(Stored data entries)
▼
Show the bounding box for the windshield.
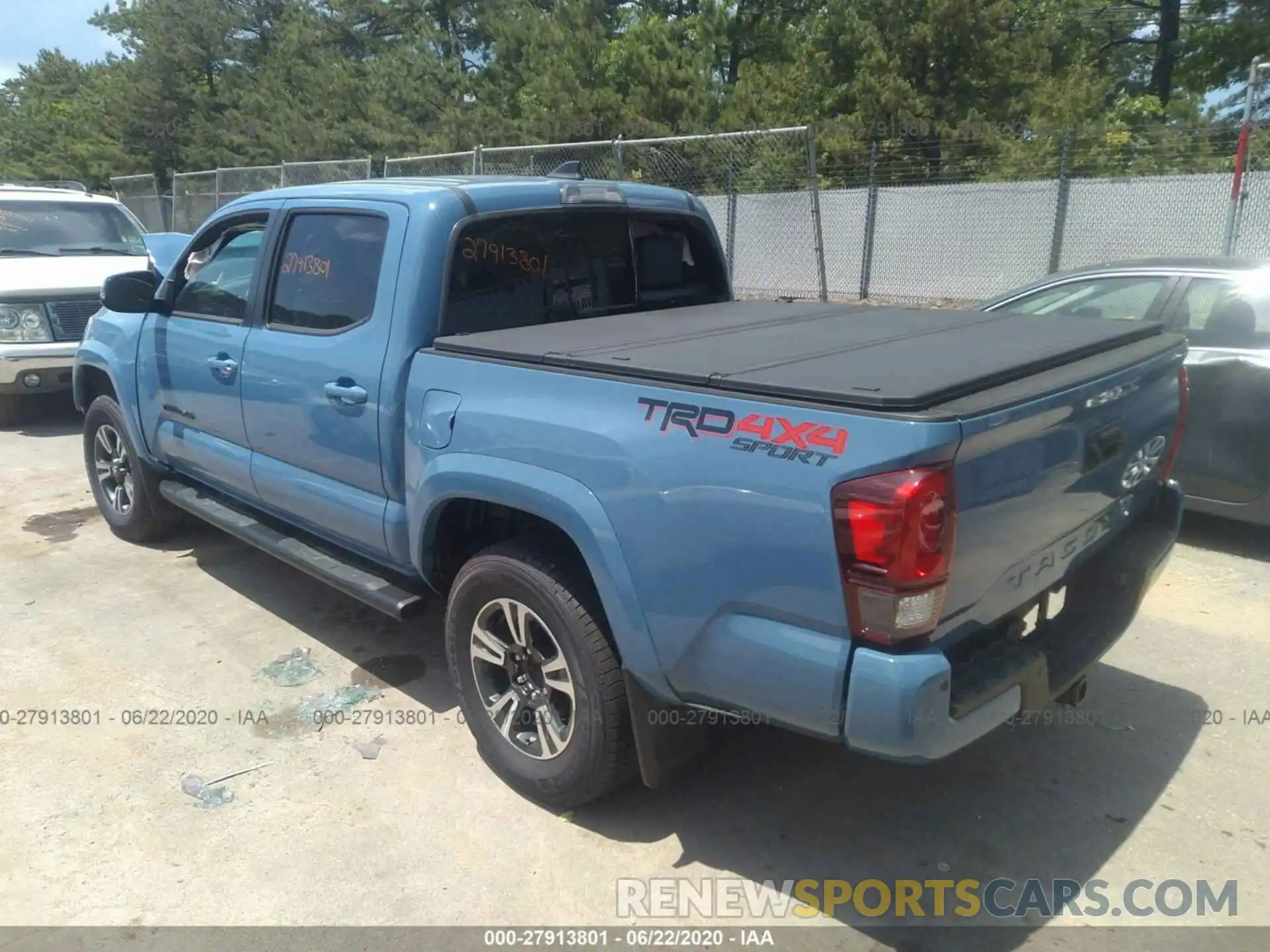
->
[0,200,146,258]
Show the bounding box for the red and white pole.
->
[1222,56,1270,255]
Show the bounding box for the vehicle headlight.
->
[0,305,54,344]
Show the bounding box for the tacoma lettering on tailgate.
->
[639,397,847,466]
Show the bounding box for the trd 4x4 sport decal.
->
[638,397,847,466]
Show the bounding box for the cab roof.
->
[0,182,118,204]
[222,175,704,214]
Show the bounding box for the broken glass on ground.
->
[181,773,233,810]
[353,735,388,760]
[296,684,384,727]
[261,647,321,688]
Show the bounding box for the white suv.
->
[0,184,152,424]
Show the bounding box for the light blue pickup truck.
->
[73,167,1186,806]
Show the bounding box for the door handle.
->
[207,354,237,377]
[325,377,366,406]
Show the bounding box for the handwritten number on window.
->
[462,237,548,276]
[282,251,330,280]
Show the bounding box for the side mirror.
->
[102,272,159,313]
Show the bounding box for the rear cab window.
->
[441,210,728,334]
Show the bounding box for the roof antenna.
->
[548,160,581,180]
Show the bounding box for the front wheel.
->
[446,541,636,807]
[84,396,177,542]
[0,393,23,426]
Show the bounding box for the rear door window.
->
[997,276,1169,321]
[1173,273,1270,349]
[442,212,726,334]
[268,212,389,334]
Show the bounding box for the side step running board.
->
[159,480,427,621]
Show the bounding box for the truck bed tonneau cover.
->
[433,301,1176,411]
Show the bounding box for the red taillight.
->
[831,463,956,643]
[1160,367,1190,483]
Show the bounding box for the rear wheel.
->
[446,541,636,807]
[84,396,178,542]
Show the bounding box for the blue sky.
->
[0,0,119,80]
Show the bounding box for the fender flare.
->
[71,340,157,465]
[409,452,677,703]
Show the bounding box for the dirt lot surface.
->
[0,405,1270,949]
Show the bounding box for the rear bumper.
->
[843,483,1183,763]
[0,340,79,395]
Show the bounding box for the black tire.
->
[0,393,24,426]
[84,396,181,542]
[446,539,638,809]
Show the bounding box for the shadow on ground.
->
[148,524,1205,952]
[574,665,1204,952]
[0,391,84,436]
[156,519,458,713]
[1179,513,1270,563]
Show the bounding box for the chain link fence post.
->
[860,141,878,301]
[806,124,829,301]
[724,149,737,282]
[1049,127,1072,274]
[110,174,169,231]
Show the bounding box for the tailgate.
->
[939,339,1185,645]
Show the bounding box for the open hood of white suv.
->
[0,255,150,298]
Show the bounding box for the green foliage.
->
[0,0,1270,189]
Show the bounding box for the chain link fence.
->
[290,156,373,186]
[110,175,171,231]
[617,126,823,297]
[476,139,620,179]
[148,123,1270,303]
[171,169,221,232]
[384,149,476,179]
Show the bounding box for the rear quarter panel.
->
[406,352,960,736]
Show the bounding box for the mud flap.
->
[622,670,710,789]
▲
WHAT TO WORK ON: Quote everything in the listing above exactly; pictures are the only thing to omit.

SOLUTION FOR THIS TASK:
Show the bounding box for the windshield.
->
[0,200,146,258]
Show the bounding box for the red and white pole.
->
[1222,56,1270,255]
Show the bounding box for the vehicle headlight.
->
[0,305,54,344]
Show the bounding box for the tacoma lettering on tailgate.
->
[639,397,847,466]
Show the bounding box for the trd 4x4 sport decal.
->
[638,397,847,466]
Show the bounding box for the cab roof.
->
[0,182,118,204]
[222,175,704,214]
Show the bounding box for the broken glass on ground.
->
[181,773,233,810]
[353,735,388,760]
[296,684,384,727]
[261,647,321,688]
Show the bounding box for the white suv.
->
[0,184,152,424]
Show the bounding box for the light blue pickup truck.
->
[73,167,1186,806]
Show the bounding box for the door handle.
->
[207,354,237,377]
[325,377,366,406]
Show the bounding box for the handwritten number on window.
->
[462,237,548,276]
[282,251,330,280]
Show the bounding box for the side mirror.
->
[102,272,159,313]
Show the bounding box for the rear cab window.
->
[441,210,728,334]
Show the bounding box for the roof antenna.
->
[548,160,581,180]
Show the bounding box for the front wheel.
->
[446,541,636,807]
[84,396,177,542]
[0,393,23,426]
Show the bounding box for the rear door window.
->
[997,276,1169,321]
[1173,273,1270,349]
[442,212,726,334]
[268,212,389,334]
Show the bounding box for the side step running board.
->
[159,480,427,621]
Show the bounding box for the truck bed tonneau cover.
->
[433,301,1176,411]
Show the bounding box for the red taillight.
->
[831,463,956,643]
[1160,367,1190,483]
Show the bounding box for the rear wheel.
->
[446,541,636,807]
[84,396,178,542]
Show the bounding box for the blue sky.
->
[0,0,119,80]
Show the bounding box for the fender flare.
->
[71,340,157,465]
[409,452,677,703]
Show the bounding box for the dirt lot surface.
->
[0,405,1270,949]
Show the bounding box for the rear bumper.
->
[843,483,1183,763]
[0,340,79,395]
Show the bounding box for the black tire.
->
[0,393,24,426]
[84,396,181,542]
[446,539,638,809]
Show the bounding box for the shadow on ground.
->
[148,524,1205,952]
[574,665,1204,952]
[0,391,84,436]
[156,519,458,713]
[1179,513,1270,563]
Show the bounding box for the chain link fence post.
->
[860,141,878,301]
[806,124,829,301]
[724,149,737,282]
[1049,127,1072,274]
[110,174,169,231]
Show the bounding box for the tailgate.
->
[939,339,1185,645]
Show the bounding box for the open hood of white suv.
->
[0,255,150,298]
Show the bounding box for the green foliage.
->
[0,0,1270,189]
Show the bounding box for the chain link fence.
->
[290,156,373,186]
[110,175,171,231]
[617,126,823,297]
[476,139,620,179]
[148,123,1270,303]
[171,169,221,232]
[384,149,476,179]
Show the bounding box for the rear quarter panel.
->
[406,352,960,736]
Show the bounding box for the mud flap.
->
[622,670,710,789]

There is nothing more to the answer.